GIVEN PROBLEM: Extend the book reviews below with another passage that starts right after their last sentence.

TEXT:

——————

What if Nabokov had written a bold and insightful story about someone like Hart — or the homeless woman I just passed on the street? What great work of art could Nabokov have produced on the theme of the manipulation of power among adults, perhaps in terms of a character like Harvey Weinstein?

What if he had simply written about the intersection of life and baseball?

Speaking of which…

Can’t Anybody Here Play This Game?: The Improbable Saga of the New York Mets’ First Year by Jimmy Breslin
My rating: 4 of 5 stars

As I recently discovered, a non-stop plane ride from New York to the heart of middle America is the exact amount of time it takes someone like me to read this short book by Jimmy Breslin, whose writing is an acquired taste.

In 1963, only five years after the American publication of “Lolita,” Breslin wrote about the intersection of life and baseball.

He wrote about the 1962 New York Mets. My sin, my soul.

Let’s-go-Mets: the tip of the tongue taking a trip of only one step to end, at three, by howling at the moon. Let’s. Go. Mets.

The Mets, in the immortal words of Breslin, are losers — just like nearly everybody else in life.
This book is about the most poetic season of the most poetic team in the most poetic of sports. It’s recommended reading, full of life’s wisdom.

These days, I enjoyed it more than “Lolita,” although not as much as I enjoyed and appreciated Ronan Farrow’s book about Harvey Weinstein. I don’t know what that says about my life. I must be a loser too.

Look at this tangle of thorns.

On the Beach by Nevil Shute
My rating: 4 of 5 stars

I’m someone who, years ago, spent time on his honeymoon cruise reading “The Fate of the Earth” by Jonathan Schell, about the consequences of nuclear war.

I also very much enjoyed Stanley Kramer’s now-hard-to-find adaption of “On the Beach,” the one starring Gregory Peck, Ava Gardner and Anthony Perkins in black and white.

That movie was oddly sparse and bloodless, but I thought it was better than this book… which is even quieter and more restrained. The 1959 movie infused some tangible humanity that was missing from the writing.

Perhaps it’s the simple difference between reading about a ghost, and actually seeing one.

Don’t get me wrong: the writing here is good — and I do recommend this book. It seemed quaint, but in a good way.

I liked this book better than, say, the 2000 made-for-television film starring Armand Assante, Rachel Ward and Bryan Brown in color. Ghosts are more evocative in theory, or in black and white.

So, was the book better than the movie?

Yes and no.

Self-Discipline: Develop Good Habits. Achieve Your Goals. by Jennifer Alison
My rating: 3 of 5 stars

This is an Audible self-help book. It has received decent reviews from many, but I found it simplistic and repetitive. Still, it offers sound advice — so much so that it inspired me to stick with the book until the finish.

Eternal Life by Dara Horn
My rating: 3 of 5 stars

This is an interesting book, with an interesting premise that explores how the eventual end of everything may seem like a curse, but can also be viewed as a great mercy. There’s some really good writing here, but this is another case where all the craft and intelligence of the author didn’t make for a compelling story. I listened to this book, and I don’t regret that I did… but, honestly, it was sometimes a chore. The ending made no sense to me, given what happened in the next-to-last chapter. There was, in fact, no ending — which is rather existential, given the subject.

——————

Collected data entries
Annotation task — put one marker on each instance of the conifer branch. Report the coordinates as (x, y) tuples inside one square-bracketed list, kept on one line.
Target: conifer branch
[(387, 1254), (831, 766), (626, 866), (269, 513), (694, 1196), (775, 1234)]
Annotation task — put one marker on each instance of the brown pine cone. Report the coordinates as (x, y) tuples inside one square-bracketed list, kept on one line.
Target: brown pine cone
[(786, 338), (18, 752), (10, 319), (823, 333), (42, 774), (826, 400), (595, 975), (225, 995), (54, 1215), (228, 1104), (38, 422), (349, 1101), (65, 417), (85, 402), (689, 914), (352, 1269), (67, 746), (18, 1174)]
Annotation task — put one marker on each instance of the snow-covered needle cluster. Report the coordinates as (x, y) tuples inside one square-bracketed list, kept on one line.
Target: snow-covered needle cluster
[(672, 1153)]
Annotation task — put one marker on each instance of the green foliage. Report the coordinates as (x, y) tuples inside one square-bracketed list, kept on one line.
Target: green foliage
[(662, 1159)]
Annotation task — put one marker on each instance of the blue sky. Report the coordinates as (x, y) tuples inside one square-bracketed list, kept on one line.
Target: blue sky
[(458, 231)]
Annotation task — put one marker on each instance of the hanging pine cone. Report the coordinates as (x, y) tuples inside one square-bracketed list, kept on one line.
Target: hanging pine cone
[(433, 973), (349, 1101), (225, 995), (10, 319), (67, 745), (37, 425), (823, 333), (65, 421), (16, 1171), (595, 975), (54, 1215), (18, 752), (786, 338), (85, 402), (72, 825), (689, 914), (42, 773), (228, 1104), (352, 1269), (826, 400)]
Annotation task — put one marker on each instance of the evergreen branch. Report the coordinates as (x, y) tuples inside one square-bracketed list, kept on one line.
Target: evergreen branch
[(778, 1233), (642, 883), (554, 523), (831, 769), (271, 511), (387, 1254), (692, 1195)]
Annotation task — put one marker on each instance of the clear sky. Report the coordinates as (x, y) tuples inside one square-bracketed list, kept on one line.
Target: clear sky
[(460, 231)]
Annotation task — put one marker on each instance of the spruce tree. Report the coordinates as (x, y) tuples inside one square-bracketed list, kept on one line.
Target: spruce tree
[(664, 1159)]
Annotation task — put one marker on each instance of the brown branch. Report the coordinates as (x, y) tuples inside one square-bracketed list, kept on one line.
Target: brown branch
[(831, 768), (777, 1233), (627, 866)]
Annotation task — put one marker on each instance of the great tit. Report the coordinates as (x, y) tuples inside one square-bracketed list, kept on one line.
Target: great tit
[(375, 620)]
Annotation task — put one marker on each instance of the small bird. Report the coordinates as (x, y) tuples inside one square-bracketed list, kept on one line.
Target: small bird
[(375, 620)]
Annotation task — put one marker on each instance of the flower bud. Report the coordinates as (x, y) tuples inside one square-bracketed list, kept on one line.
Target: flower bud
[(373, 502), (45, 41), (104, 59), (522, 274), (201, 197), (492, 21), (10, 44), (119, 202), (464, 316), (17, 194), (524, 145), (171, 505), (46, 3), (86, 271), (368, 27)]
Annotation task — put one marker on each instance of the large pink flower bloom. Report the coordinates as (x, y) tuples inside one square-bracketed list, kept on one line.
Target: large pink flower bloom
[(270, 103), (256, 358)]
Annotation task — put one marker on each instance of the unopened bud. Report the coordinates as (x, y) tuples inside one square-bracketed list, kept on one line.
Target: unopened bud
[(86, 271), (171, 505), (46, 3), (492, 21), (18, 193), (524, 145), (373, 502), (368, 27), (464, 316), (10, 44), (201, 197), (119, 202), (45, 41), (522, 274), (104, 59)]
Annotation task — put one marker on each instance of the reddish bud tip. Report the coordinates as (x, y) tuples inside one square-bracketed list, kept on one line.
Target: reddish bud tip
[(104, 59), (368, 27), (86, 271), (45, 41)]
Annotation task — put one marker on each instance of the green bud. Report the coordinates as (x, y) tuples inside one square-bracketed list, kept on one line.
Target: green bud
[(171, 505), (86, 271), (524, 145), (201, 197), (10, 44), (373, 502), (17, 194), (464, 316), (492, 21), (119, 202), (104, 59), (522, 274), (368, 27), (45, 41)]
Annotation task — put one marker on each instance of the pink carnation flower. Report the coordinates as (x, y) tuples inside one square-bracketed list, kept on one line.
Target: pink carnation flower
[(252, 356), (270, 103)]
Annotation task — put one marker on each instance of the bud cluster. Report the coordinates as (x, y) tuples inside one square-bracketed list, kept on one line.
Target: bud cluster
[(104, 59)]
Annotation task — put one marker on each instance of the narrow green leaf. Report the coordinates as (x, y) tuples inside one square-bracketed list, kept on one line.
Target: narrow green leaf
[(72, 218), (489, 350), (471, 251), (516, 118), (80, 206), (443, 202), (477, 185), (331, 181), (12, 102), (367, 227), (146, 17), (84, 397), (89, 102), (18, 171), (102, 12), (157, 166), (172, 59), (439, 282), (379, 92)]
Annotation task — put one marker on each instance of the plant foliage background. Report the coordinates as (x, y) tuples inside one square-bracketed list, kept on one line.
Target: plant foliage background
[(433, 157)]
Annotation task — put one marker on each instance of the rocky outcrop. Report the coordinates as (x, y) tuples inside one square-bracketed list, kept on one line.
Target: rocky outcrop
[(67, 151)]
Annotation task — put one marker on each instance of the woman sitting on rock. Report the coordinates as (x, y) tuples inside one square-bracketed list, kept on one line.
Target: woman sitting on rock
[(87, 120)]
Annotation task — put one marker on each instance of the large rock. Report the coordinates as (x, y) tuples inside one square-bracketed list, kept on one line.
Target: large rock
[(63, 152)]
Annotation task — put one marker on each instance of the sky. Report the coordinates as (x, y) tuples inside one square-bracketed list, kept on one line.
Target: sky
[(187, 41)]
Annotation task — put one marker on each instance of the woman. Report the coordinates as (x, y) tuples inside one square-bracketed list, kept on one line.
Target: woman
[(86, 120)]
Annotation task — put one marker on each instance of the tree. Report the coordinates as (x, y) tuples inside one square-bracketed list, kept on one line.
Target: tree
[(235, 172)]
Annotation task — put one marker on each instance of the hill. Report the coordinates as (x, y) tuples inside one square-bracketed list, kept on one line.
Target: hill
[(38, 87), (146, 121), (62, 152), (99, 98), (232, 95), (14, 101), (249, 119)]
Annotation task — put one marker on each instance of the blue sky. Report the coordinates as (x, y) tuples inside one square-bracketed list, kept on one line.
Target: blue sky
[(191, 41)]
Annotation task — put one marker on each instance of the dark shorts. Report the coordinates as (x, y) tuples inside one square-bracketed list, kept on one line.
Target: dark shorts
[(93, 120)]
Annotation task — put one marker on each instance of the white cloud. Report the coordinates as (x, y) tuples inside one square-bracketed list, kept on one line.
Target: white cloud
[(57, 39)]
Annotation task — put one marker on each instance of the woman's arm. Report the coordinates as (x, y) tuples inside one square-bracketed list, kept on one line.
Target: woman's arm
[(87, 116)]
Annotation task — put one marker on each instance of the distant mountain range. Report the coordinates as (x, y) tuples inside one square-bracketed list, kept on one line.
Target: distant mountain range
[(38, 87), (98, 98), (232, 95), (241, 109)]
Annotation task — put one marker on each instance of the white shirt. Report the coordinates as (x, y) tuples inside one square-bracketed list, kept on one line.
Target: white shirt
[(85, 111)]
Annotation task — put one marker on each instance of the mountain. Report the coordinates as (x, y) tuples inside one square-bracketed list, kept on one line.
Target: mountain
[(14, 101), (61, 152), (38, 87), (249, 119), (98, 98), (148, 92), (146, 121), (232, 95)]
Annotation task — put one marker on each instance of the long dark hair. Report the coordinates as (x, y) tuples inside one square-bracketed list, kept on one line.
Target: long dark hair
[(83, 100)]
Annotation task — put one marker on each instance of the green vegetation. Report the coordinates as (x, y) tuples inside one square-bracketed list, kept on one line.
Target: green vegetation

——————

TASK RESULT:
The Tattooist of Auschwitz by Heather Morris
My rating: 4 of 5 stars

Oh my, this is a good story and worthy read. But, in places, something about it doesn’t ring true. There are too many situations where the main character just happens to be there, like Zelig. And, as it turns out after researching articles about this book, there are of course some parts of the story that are fictionalized for storytelling purposes. So approach this book as you do Wikipedia: 95% of it is true; you just don’t know which 5% isn’t. That said: this is highly recommended reading.

I’ll Be Gone in the Dark: One Woman’s Obsessive Search for the Golden State Killer by Michelle McNamara
My rating: 4 of 5 stars

This is a well-written and well-researched version of an unfinished book. For perspective… and closure, I recommend listening to two Audible selections: Billy Jensen’s “Chase Darkness With Me” and Paul Holes’ podcast-style “Evil Has a Name.”

Having read/listened to all this, I am overwhelmed by the utter senselessness of the crimes. While Michelle McNamara devoted her life to the earnest pursuit of justice and her reporting is often haunting, in the end I’m left hollow: no wiser about any of this, despite all the perspective.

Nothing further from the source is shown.